- Your goal:
Word for word, copy out the entries below, but not the pictures in them.

==================================================

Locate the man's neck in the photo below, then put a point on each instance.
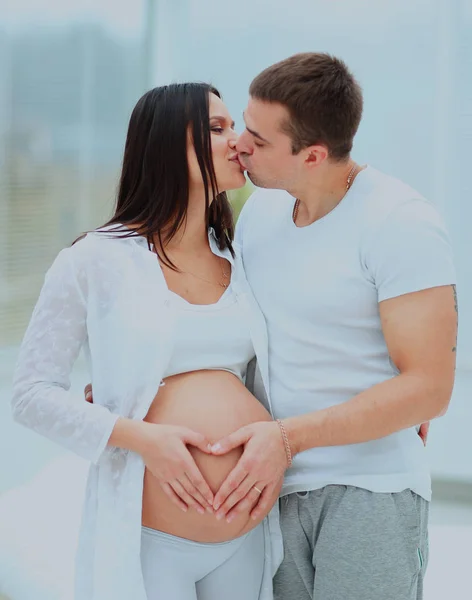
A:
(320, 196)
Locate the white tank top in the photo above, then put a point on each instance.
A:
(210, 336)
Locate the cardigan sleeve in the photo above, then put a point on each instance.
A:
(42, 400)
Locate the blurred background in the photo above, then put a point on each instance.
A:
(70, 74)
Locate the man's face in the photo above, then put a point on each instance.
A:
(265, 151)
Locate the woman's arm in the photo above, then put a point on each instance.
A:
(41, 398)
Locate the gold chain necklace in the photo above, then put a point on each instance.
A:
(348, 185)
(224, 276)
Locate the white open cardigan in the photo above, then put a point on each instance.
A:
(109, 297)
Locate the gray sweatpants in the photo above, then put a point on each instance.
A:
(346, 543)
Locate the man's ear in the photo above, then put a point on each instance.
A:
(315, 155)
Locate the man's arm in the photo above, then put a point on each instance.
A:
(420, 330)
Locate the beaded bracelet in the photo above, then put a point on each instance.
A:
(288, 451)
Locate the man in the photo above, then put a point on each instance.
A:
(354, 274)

==================================================

- Response below:
Locate the man's neck in the photo below, then put a point on each instance.
A:
(320, 196)
Locate the white tank top in the photo above, then put a point on each instance.
A:
(210, 336)
Locate the cardigan sleeve in the photo above, then put a point on each instance.
A:
(42, 400)
Locate the blurred background in the photo above, then put a point on each instance.
A:
(70, 74)
Locate the man's face in the photo above, then put a point on each instance.
A:
(265, 151)
Locate the woman's arm in the photo above, then put a point on each instance.
A:
(41, 398)
Locate the gold chain necklace in the photo above, then put a point on each instance.
A:
(348, 185)
(224, 276)
Locate the white open cardigan in the photo above, then put a point on each instance.
A:
(109, 297)
Locate the gray sweatpants in the photo above, then put a point on each instance.
A:
(346, 543)
Locate the man's ear in the photo above, then put a point on each instance.
A:
(315, 155)
Locate the man's arm in the photo above, then put a point on each instance.
A:
(420, 330)
Locate the beaded bracelet in the photo above, then put a point on each instance.
A:
(288, 451)
Locate the man in the photo above, then put a point on each instance.
A:
(354, 274)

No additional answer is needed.